WHAT YOU WILL DO
Which lines in the items below contain the string "window"? List each of them in full.

+---+

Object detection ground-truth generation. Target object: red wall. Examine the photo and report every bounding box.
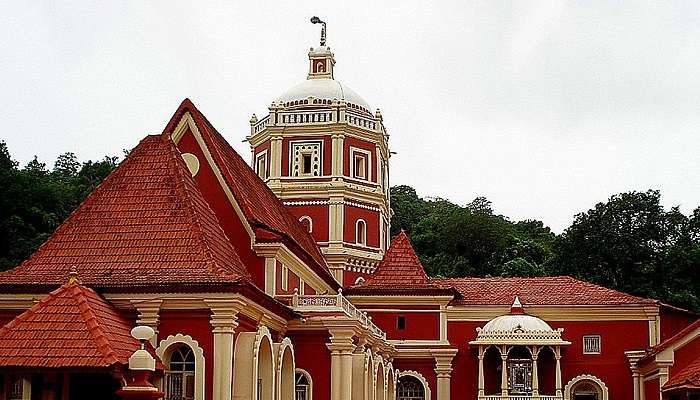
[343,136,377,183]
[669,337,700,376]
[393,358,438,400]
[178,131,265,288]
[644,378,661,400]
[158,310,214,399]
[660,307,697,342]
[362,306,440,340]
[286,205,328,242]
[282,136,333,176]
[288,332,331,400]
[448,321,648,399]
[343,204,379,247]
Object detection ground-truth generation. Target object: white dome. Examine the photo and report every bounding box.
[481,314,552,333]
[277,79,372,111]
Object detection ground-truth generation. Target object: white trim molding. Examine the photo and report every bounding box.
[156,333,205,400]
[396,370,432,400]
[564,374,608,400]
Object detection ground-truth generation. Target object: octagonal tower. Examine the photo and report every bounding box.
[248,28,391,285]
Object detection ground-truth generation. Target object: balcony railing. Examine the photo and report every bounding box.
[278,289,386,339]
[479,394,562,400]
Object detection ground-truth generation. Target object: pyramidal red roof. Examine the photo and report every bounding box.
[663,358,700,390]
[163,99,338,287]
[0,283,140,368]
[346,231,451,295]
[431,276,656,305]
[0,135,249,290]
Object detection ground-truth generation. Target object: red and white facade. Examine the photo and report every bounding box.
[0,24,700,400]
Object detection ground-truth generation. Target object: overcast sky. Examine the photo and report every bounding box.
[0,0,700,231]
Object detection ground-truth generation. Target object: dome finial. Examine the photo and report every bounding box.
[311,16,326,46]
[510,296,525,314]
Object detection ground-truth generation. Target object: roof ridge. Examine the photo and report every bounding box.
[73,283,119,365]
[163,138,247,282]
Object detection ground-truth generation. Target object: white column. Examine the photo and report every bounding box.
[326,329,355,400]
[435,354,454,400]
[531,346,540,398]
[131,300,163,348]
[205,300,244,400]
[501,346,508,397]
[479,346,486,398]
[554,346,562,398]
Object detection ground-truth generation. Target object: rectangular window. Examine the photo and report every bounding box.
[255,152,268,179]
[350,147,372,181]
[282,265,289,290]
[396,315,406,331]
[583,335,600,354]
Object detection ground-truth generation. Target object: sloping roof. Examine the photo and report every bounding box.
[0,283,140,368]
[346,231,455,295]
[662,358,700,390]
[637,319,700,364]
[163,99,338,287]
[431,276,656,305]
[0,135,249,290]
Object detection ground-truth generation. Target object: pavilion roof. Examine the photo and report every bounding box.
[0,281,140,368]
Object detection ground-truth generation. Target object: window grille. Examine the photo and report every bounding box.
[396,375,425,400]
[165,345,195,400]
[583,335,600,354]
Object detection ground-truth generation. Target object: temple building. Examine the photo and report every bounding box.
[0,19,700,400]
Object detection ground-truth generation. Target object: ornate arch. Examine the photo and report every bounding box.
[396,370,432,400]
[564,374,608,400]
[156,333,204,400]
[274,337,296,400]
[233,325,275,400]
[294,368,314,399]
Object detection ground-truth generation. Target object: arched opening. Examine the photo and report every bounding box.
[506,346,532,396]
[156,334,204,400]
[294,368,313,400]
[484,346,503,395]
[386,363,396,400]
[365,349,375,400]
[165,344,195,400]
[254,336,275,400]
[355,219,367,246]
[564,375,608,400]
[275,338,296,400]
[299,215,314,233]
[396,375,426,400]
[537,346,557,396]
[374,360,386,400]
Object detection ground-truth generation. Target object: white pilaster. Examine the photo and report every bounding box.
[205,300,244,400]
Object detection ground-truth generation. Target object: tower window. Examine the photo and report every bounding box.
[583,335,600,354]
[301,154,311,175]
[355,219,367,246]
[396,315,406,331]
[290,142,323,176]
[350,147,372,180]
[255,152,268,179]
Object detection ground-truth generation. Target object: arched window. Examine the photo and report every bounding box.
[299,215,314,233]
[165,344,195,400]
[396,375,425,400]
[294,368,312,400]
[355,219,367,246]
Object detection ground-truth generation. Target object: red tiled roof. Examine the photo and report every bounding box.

+---+

EXERCISE RESULT
Object detection ground-truth generation. Target object: rectangular window. Examine the photo and report every bounding box.
Object detection ground-truth generation. Target object: window grille. Examine the photo and report every bounding box.
Object detection ground-truth generation. Target object: tower window. Examine the photo and report every bounding box.
Object detection ground-truth generation. Target object: arched window. Examine the photo and report every bounding box.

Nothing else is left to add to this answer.